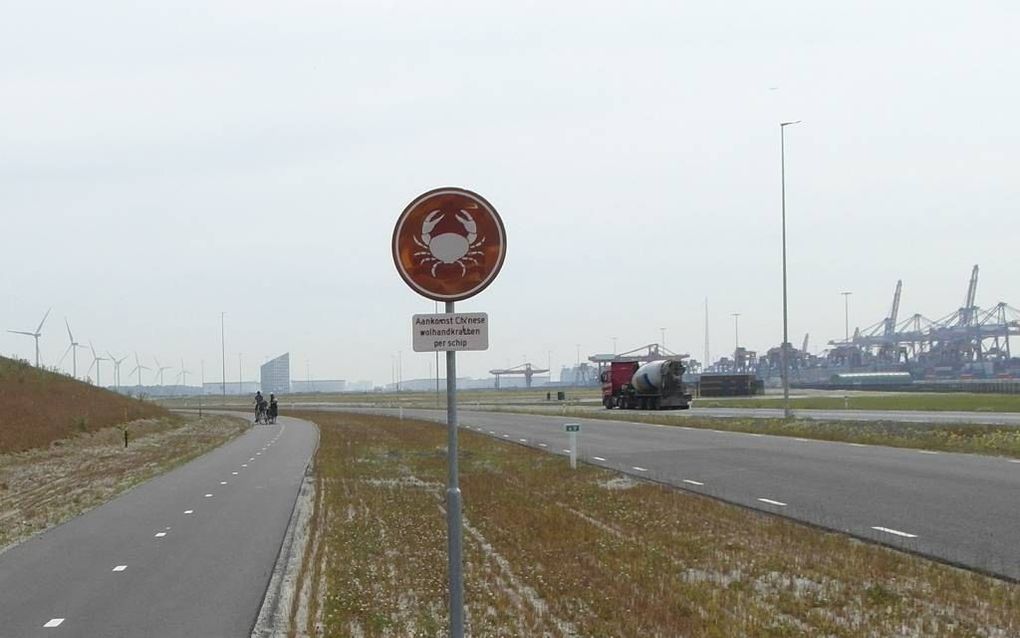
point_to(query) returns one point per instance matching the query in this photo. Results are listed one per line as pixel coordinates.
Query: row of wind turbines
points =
(97, 360)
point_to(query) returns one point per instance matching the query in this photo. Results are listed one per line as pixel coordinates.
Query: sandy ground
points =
(43, 488)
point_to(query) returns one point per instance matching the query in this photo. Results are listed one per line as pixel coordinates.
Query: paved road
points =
(189, 553)
(918, 416)
(963, 508)
(938, 418)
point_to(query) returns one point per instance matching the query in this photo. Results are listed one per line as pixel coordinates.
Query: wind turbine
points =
(138, 369)
(116, 366)
(72, 348)
(158, 372)
(37, 334)
(95, 361)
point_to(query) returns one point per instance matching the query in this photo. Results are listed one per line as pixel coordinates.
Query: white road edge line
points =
(894, 532)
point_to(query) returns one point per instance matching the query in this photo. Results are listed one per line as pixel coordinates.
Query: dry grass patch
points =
(550, 551)
(42, 488)
(40, 406)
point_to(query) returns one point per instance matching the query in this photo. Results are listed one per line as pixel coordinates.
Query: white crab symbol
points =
(449, 247)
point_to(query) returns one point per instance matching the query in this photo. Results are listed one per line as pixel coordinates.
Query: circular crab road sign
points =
(449, 244)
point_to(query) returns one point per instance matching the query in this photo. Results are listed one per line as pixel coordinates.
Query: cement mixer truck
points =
(656, 385)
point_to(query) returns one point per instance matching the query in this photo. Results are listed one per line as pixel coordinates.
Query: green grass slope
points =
(38, 407)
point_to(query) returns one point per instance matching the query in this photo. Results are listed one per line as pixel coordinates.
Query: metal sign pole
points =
(453, 500)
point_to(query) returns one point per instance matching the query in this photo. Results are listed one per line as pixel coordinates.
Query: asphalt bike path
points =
(189, 553)
(961, 508)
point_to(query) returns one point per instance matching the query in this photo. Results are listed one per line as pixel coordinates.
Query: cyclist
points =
(273, 408)
(259, 406)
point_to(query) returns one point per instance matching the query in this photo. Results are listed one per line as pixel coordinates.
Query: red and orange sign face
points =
(449, 244)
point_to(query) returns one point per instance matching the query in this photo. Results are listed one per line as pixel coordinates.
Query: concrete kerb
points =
(273, 617)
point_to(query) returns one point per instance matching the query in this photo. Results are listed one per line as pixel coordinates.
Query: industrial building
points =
(310, 386)
(231, 388)
(275, 375)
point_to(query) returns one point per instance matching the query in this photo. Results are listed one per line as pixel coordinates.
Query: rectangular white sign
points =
(457, 331)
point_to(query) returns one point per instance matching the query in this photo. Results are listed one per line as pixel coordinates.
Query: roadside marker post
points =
(448, 245)
(572, 430)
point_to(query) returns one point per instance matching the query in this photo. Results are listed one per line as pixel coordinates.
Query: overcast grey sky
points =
(163, 161)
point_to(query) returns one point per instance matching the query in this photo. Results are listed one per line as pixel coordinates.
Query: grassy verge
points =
(995, 440)
(44, 487)
(41, 406)
(550, 551)
(923, 401)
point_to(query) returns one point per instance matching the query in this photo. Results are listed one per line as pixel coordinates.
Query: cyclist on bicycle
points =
(259, 405)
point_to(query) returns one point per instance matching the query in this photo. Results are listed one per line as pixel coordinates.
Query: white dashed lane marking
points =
(895, 532)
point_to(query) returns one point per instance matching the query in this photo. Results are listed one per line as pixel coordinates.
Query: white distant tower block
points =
(275, 375)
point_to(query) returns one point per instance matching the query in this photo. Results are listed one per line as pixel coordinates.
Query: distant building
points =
(275, 375)
(231, 387)
(318, 385)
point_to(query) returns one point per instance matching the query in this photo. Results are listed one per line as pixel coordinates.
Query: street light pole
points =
(736, 334)
(222, 355)
(785, 314)
(846, 310)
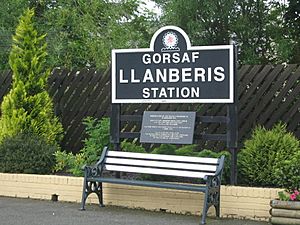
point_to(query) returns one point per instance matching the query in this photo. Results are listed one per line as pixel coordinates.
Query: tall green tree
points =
(28, 108)
(292, 22)
(81, 33)
(258, 24)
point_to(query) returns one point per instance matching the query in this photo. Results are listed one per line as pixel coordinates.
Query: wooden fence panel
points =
(267, 94)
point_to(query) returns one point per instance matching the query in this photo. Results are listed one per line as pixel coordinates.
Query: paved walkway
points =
(15, 211)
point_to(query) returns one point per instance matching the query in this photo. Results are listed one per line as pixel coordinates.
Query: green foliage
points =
(69, 163)
(263, 35)
(27, 153)
(98, 138)
(28, 108)
(270, 158)
(98, 132)
(81, 33)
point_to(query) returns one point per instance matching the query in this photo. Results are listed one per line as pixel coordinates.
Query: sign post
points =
(173, 71)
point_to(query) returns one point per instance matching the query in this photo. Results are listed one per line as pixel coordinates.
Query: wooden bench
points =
(209, 169)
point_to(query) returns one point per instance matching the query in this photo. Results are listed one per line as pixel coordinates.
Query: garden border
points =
(236, 202)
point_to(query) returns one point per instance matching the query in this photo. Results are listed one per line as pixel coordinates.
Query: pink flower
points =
(293, 196)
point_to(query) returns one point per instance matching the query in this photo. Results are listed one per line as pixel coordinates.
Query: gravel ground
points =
(17, 211)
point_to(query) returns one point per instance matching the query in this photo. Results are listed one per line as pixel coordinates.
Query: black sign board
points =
(168, 127)
(173, 71)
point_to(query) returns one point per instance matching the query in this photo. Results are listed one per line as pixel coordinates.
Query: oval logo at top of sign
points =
(170, 41)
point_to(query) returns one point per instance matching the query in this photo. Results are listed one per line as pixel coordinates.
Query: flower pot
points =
(285, 212)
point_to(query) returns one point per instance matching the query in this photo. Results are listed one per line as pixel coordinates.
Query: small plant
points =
(98, 137)
(27, 153)
(289, 195)
(271, 158)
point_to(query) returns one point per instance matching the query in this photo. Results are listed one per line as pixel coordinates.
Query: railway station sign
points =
(173, 71)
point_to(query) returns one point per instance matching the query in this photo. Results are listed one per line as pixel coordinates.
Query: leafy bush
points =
(98, 137)
(28, 108)
(270, 158)
(98, 132)
(26, 153)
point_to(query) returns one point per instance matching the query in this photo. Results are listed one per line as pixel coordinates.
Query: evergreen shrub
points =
(27, 153)
(270, 158)
(28, 108)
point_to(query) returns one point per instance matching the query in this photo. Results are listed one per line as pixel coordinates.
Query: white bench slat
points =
(152, 163)
(179, 173)
(163, 157)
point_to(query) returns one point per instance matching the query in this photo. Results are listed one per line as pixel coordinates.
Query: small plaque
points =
(168, 127)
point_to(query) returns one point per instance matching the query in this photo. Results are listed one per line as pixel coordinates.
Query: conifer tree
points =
(28, 108)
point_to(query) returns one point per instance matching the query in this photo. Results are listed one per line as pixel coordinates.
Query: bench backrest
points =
(170, 165)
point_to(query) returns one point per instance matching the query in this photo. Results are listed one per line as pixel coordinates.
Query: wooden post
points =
(232, 125)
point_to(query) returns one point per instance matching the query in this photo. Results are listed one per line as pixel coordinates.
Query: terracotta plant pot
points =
(285, 212)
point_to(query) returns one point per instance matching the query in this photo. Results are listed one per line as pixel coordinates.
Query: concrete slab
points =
(16, 211)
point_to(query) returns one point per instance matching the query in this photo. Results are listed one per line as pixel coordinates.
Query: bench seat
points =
(207, 169)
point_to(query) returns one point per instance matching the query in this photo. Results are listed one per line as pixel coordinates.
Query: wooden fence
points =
(267, 94)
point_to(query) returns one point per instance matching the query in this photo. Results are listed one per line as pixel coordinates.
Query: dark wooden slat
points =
(130, 135)
(131, 118)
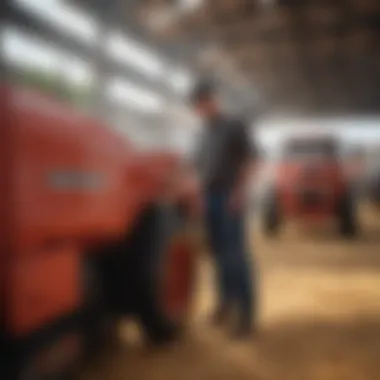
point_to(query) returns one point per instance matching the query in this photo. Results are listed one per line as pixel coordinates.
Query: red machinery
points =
(311, 183)
(90, 229)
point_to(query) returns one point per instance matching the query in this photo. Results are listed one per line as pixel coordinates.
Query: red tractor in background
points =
(311, 183)
(91, 230)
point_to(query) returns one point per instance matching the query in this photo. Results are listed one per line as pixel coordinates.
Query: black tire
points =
(271, 219)
(347, 215)
(148, 247)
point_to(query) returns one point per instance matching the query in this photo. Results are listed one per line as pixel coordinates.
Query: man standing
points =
(224, 159)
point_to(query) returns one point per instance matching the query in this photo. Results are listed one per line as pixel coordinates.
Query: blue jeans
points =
(226, 234)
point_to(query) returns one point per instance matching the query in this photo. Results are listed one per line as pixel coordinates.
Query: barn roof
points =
(306, 56)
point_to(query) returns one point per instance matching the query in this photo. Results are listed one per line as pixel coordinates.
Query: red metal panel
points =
(42, 287)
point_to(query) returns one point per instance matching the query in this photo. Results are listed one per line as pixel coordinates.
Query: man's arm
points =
(247, 154)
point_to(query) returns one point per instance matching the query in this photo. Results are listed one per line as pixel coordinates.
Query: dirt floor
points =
(320, 318)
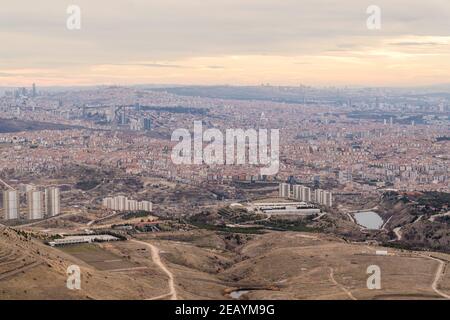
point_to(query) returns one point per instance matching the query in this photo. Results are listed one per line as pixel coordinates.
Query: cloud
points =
(169, 35)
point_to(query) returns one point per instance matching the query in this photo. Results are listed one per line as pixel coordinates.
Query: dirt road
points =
(347, 292)
(157, 260)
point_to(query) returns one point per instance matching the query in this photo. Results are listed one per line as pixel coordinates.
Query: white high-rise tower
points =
(52, 202)
(11, 204)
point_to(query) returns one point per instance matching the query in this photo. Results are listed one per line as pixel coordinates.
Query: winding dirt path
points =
(437, 278)
(347, 292)
(157, 260)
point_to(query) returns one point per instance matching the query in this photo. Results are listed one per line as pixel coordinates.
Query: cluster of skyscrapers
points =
(122, 203)
(302, 193)
(40, 204)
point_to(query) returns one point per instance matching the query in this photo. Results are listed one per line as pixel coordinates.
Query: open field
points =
(201, 264)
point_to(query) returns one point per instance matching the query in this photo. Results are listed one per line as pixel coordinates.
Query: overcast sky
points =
(315, 42)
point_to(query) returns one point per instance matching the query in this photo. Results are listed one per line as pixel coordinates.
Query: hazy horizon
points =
(317, 43)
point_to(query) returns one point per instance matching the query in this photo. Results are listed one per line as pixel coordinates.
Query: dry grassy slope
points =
(283, 265)
(298, 266)
(48, 279)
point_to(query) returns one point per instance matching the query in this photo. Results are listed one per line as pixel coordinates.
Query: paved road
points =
(157, 260)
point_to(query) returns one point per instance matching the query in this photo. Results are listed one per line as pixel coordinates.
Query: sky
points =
(236, 42)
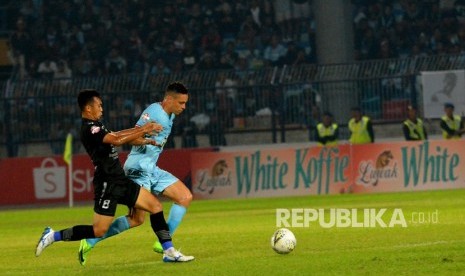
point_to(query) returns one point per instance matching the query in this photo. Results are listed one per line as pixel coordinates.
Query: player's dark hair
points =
(327, 113)
(177, 87)
(86, 96)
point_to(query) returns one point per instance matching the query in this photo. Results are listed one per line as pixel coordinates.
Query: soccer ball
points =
(283, 241)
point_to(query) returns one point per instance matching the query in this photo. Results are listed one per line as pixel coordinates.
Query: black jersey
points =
(104, 156)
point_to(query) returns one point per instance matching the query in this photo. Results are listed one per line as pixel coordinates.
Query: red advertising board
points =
(372, 168)
(39, 180)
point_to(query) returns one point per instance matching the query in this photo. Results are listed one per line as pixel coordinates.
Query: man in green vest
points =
(451, 125)
(327, 132)
(413, 127)
(361, 128)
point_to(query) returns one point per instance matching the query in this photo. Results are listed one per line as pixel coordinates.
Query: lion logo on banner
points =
(372, 171)
(218, 176)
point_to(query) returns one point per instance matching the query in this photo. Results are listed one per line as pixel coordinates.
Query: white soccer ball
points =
(283, 241)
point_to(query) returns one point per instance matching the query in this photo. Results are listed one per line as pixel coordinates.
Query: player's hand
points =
(151, 142)
(152, 128)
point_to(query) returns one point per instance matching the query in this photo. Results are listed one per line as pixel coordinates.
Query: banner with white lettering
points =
(440, 87)
(266, 173)
(390, 167)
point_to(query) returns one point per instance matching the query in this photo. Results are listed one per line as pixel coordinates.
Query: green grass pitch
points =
(232, 237)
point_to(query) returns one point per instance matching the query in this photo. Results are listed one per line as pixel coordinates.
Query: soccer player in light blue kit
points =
(141, 167)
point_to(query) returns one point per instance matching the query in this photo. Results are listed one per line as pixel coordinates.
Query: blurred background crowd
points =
(60, 39)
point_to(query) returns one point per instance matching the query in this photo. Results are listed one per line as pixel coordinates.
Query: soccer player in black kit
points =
(111, 186)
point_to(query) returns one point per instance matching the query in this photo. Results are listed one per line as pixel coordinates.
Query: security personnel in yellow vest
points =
(327, 132)
(413, 127)
(361, 128)
(451, 125)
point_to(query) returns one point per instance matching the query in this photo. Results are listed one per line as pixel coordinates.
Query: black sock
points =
(160, 227)
(77, 233)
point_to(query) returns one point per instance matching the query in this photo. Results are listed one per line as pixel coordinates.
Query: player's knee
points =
(137, 220)
(156, 207)
(184, 199)
(100, 230)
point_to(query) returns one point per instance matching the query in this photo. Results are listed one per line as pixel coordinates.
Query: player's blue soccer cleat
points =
(157, 248)
(84, 250)
(174, 256)
(45, 240)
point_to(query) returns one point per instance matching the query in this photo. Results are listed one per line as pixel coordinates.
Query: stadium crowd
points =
(57, 39)
(97, 37)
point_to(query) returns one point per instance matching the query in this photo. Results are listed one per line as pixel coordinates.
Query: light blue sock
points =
(119, 225)
(177, 212)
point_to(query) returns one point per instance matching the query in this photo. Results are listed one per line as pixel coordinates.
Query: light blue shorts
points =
(156, 182)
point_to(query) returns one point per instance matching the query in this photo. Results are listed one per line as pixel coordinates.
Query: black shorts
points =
(108, 193)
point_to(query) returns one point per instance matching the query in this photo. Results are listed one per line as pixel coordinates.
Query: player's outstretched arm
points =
(126, 136)
(143, 141)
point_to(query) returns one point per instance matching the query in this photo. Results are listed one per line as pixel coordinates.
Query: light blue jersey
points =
(141, 165)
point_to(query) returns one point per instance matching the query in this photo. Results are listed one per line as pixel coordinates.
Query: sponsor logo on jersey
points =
(94, 129)
(145, 117)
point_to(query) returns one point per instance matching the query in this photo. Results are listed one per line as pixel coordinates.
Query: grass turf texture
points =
(232, 237)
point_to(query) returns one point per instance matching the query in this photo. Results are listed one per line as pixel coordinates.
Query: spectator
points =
(215, 130)
(47, 68)
(361, 128)
(159, 68)
(190, 57)
(188, 133)
(327, 132)
(275, 51)
(211, 41)
(115, 63)
(413, 127)
(20, 42)
(452, 125)
(63, 73)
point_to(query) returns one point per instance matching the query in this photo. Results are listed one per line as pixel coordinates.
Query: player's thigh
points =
(179, 193)
(148, 202)
(136, 217)
(101, 223)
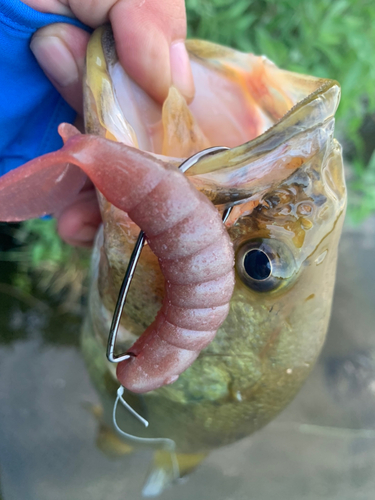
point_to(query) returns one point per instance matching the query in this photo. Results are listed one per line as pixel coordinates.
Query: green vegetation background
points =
(327, 38)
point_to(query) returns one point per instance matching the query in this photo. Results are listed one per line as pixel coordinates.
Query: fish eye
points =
(265, 264)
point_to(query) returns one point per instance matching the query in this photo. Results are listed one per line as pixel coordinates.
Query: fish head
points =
(283, 178)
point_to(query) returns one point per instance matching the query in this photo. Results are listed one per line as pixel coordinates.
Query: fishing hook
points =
(124, 290)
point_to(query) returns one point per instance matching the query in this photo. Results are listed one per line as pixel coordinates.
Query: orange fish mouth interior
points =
(232, 106)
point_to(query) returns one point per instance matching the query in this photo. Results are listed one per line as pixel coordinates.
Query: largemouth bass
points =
(283, 176)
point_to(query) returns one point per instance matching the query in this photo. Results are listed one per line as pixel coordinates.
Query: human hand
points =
(149, 38)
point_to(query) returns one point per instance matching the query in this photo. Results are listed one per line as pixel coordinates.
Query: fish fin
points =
(163, 471)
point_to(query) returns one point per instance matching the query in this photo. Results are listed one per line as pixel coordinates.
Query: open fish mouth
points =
(273, 120)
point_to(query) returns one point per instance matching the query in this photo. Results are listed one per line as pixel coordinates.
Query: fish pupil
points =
(257, 265)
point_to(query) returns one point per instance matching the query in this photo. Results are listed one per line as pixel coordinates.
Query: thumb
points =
(150, 44)
(60, 51)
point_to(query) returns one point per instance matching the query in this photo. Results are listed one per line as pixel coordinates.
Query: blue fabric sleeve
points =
(30, 107)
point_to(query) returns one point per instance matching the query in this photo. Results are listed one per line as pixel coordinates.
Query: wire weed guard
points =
(163, 443)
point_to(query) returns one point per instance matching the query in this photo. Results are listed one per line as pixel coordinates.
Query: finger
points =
(150, 43)
(60, 51)
(78, 223)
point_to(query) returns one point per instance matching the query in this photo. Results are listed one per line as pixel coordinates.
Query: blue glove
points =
(30, 107)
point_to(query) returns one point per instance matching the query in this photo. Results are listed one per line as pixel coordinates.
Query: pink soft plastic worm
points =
(183, 229)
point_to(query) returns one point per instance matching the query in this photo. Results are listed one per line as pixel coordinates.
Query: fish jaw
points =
(284, 179)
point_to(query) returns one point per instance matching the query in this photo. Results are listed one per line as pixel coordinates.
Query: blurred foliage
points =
(46, 264)
(325, 38)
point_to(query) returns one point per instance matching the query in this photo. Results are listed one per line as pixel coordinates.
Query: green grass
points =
(326, 38)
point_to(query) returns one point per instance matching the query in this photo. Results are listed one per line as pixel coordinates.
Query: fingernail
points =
(86, 234)
(55, 59)
(182, 77)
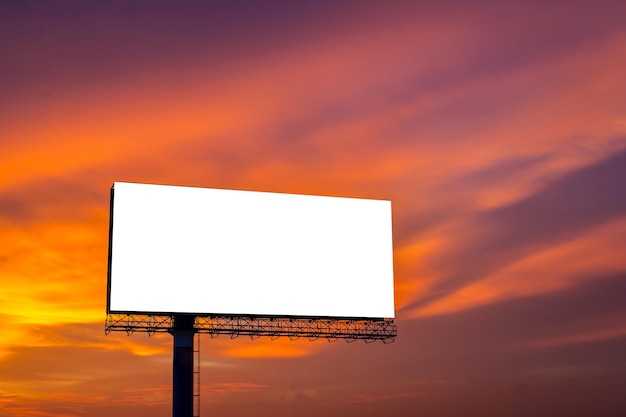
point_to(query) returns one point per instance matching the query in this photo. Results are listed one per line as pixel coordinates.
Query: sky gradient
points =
(497, 130)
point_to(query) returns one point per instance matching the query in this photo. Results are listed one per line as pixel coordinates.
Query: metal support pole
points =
(182, 382)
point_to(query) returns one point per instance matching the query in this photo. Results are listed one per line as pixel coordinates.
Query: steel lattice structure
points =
(274, 327)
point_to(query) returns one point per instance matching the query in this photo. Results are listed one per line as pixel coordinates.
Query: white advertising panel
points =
(211, 251)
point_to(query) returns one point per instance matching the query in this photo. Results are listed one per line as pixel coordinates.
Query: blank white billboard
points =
(226, 252)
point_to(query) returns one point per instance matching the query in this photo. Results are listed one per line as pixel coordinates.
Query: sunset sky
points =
(497, 130)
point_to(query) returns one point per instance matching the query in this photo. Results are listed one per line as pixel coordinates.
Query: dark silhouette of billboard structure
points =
(143, 297)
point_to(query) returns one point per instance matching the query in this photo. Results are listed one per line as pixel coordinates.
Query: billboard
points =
(196, 250)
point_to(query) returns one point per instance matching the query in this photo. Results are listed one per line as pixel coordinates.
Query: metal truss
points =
(273, 327)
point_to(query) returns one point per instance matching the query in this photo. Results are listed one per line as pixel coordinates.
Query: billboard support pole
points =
(182, 374)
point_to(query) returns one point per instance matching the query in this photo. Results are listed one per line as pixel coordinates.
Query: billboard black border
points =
(230, 315)
(110, 256)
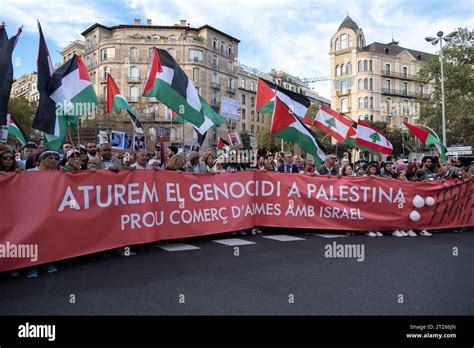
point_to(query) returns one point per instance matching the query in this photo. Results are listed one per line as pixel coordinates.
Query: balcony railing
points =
(400, 75)
(343, 92)
(398, 93)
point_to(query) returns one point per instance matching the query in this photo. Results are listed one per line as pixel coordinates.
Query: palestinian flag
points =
(116, 101)
(168, 83)
(15, 130)
(223, 145)
(350, 140)
(6, 70)
(266, 92)
(428, 139)
(65, 95)
(333, 123)
(287, 126)
(372, 138)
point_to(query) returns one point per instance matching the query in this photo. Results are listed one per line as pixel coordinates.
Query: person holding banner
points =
(8, 163)
(105, 160)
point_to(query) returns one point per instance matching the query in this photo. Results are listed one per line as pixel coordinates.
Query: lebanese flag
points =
(168, 83)
(427, 139)
(333, 123)
(116, 101)
(15, 130)
(287, 126)
(372, 138)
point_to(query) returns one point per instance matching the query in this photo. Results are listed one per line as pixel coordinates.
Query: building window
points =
(405, 88)
(196, 74)
(344, 105)
(133, 93)
(133, 52)
(343, 41)
(195, 56)
(215, 78)
(344, 87)
(134, 74)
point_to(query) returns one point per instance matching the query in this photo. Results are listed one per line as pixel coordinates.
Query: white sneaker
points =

■ ■ ■

▶ SHORT PROBLEM: Count the lines in the rows above that contain the word "wooden". Reply with the number only.

▶ TASK OUTPUT: 5